>> begin Quoted passage
DocNow / twarc

A command line tool (and Python library) for archiving Twitter JSON
https://twarc-project.readthedocs.io
MIT License
1.37k stars 255 forks source link

Random sample option #453

Open igorbrigadir opened 3 years ago

igorbrigadir commented 3 years ago

A --sample N option for twarc2 search to modify retrieval and get around the API limitation of returning all tweets in reverse chronological order.

eg:

twarc2 search --archive --sample 10 "example query" output.json

To return a 10% sample of results.

Tweet IDs are snowflake ids, which encode a millisecond timestamp. Sampling on the millisecond field is how twitter "samples" 1% streams, by taking a fixed window of millisecond values, which we can emulate here too. Specifying dates as tweet ids using since_id and until_id, it should be possible to get the millisecond time ranges required to effectively create random sample of tweets for a query.

This won't require any new dependencies, and will purely be based on rewriting the original query parameters to use since_id and until_id and issuing lots of calls (while staying within the rate limit) so it's maybe not suitable for a plugin, but i'm open to suggestions for deciding to include this in twarc2 vs plugin.

For reference:

https://github.com/client9/snowflake2time

https://twitter.com/JurgenPfeffer/status/1191172359216078849

https://twittercommunity.com/t/generating-a-random-set-of-tweet-ids/150255

edsu commented 3 years ago

I like it! Maybe --sample .10 or is that too dense?

igorbrigadir commented 3 years ago

Yeah - i'd like it to accept a "named" sample strategy or an integer to simplify things.

Some important points on this - sampling by splitting up a query into multiple ones will work technically but practically there's a huge speed trade-off:

The rate limit of 1 request per second, means that sampling in v2 will take 10 requests for every second of data. Which may be fine for filling in gaps but may not be viable for gathering a dataset that spans a long time. It should be fine for sampling a short time range.

SamHames commented 3 years ago

Maybe a dumb question: what is the point of recreating Twitter's sampling logic - what are the actual intended use cases?

I can see lots of use cases for sampling, but I struggle to see how they are satisfied by a slow recreation of the Twitter approach.

What would be useful to me is something like retrieving one small page of results starting from a randomly selected second within the hour. Each page gives you a point estimate for the tweet rate for that hour, and you could move through a wide time window quickly (approx. 1 week/15 minutes). This would let me narrow down time regions of interest and estimate tweet volumes before collecting everything.

igorbrigadir commented 3 years ago

Yeah this is the thing - given how slow it will be, it's only real use is to reconstruct a sample stream if you had gaps due to outages - which is pretty limited i admit.
>> end Quoted passage
>> begin Excerpted data
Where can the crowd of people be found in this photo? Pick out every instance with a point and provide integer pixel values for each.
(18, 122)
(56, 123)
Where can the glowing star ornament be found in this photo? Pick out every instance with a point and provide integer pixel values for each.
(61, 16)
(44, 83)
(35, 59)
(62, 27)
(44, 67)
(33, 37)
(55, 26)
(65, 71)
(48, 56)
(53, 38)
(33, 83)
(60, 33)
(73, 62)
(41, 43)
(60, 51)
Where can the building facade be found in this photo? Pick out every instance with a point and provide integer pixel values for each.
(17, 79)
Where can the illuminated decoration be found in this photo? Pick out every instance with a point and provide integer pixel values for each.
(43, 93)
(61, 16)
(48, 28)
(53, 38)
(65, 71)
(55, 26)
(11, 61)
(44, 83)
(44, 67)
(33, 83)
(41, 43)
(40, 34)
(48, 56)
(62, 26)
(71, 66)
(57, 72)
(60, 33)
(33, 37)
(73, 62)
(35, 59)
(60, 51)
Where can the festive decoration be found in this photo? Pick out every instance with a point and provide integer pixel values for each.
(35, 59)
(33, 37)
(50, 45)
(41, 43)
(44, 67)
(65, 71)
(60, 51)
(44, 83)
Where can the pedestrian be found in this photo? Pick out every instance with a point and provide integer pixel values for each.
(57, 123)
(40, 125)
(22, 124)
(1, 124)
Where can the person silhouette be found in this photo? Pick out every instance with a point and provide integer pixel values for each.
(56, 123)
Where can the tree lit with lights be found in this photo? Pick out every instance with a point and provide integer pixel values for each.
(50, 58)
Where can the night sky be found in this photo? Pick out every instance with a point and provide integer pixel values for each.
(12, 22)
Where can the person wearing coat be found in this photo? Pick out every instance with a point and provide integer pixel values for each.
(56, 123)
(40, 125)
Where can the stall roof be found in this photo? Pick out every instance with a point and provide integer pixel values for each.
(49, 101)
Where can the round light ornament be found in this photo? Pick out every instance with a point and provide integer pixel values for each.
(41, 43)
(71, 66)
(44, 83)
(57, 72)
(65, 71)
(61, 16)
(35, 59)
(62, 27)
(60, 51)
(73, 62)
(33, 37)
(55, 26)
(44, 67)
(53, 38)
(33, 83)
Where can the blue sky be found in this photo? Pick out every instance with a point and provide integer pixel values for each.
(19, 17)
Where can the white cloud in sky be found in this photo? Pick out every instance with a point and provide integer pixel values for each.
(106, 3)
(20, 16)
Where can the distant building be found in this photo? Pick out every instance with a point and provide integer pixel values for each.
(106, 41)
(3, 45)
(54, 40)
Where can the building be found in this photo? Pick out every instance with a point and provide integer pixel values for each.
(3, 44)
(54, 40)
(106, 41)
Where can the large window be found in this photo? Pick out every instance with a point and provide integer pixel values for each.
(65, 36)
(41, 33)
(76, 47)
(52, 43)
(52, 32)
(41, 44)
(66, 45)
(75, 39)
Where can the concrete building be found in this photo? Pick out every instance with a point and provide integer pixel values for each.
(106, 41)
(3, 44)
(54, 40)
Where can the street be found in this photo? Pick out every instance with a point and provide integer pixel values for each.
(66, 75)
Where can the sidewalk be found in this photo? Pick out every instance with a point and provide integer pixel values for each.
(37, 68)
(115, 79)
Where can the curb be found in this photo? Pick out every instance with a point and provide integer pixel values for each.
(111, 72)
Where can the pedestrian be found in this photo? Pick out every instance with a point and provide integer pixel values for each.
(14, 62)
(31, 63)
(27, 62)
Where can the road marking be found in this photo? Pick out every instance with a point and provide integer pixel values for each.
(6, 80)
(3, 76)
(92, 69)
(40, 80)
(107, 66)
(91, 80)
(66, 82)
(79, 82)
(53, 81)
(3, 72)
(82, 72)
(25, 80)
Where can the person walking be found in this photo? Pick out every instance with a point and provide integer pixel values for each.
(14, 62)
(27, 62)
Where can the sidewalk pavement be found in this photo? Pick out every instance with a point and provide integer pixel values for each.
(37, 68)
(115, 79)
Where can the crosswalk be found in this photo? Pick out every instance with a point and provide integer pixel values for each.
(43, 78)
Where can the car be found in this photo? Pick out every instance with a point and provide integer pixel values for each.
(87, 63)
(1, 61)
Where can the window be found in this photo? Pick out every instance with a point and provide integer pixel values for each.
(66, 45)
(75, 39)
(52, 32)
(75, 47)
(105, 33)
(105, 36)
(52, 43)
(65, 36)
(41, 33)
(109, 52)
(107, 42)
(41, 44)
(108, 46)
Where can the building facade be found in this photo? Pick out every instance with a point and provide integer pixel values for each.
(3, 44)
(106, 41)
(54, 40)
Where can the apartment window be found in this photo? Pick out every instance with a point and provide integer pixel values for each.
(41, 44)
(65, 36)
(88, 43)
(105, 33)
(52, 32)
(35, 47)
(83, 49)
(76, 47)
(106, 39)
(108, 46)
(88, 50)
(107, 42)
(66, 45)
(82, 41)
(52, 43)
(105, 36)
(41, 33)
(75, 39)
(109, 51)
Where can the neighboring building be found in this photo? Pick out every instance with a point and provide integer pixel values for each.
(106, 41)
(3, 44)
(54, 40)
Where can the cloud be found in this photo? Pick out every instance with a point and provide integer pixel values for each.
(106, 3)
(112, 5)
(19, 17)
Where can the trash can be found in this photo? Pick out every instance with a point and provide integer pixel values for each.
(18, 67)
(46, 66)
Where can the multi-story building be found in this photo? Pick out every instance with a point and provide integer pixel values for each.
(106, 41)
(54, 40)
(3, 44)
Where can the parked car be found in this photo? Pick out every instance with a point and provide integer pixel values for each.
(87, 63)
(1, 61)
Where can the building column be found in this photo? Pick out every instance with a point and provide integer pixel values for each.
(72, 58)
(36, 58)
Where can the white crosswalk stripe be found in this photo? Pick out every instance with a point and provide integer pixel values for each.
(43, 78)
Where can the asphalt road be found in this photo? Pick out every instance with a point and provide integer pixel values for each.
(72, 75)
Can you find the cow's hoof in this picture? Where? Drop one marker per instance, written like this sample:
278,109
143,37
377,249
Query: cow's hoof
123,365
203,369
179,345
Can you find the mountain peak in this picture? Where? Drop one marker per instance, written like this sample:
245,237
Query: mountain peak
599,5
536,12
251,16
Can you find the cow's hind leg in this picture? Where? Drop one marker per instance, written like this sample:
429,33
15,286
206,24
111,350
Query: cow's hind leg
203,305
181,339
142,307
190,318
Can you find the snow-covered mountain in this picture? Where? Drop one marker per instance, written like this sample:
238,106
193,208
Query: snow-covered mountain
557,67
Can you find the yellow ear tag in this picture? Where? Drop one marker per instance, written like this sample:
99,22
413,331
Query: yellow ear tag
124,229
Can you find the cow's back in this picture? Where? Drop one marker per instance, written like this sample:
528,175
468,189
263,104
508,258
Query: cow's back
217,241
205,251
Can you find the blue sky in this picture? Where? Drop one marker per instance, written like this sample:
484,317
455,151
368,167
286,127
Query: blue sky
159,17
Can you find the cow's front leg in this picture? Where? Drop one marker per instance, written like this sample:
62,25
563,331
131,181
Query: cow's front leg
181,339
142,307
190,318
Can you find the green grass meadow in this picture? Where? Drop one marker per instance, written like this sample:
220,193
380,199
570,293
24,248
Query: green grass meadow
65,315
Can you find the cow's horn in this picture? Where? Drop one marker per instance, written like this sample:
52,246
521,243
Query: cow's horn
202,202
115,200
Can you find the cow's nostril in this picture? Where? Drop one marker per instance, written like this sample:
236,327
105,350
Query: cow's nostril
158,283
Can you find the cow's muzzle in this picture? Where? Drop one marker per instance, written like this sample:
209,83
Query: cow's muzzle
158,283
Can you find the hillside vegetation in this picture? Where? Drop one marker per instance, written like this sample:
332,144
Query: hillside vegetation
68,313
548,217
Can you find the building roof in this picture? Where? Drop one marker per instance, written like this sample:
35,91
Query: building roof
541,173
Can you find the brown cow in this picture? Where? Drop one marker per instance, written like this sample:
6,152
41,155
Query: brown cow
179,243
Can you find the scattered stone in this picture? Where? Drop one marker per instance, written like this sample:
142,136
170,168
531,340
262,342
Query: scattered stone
>> end Excerpted data
• Written tasks
[1] From the twarc thread, copy out word for word the stretch from "Tweet IDs are" through "twarc2 vs plugin.".
[2] According to the twarc thread, what do snowflake tweet IDs encode?

• Solutions
[1]
Tweet IDs are snowflake ids, which encode a millisecond timestamp. Sampling on the millisecond field is how twitter "samples" 1% streams, by taking a fixed window of millisecond values, which we can emulate here too. Specifying dates as tweet ids using since_id and until_id, it should be possible to get the millisecond time ranges required to effectively create random sample of tweets for a query.

This won't require any new dependencies, and will purely be based on rewriting the original query parameters to use since_id and until_id and issuing lots of calls (while staying within the rate limit) so it's maybe not suitable for a plugin, but i'm open to suggestions for deciding to include this in twarc2 vs plugin.

[2] A millisecond timestamp.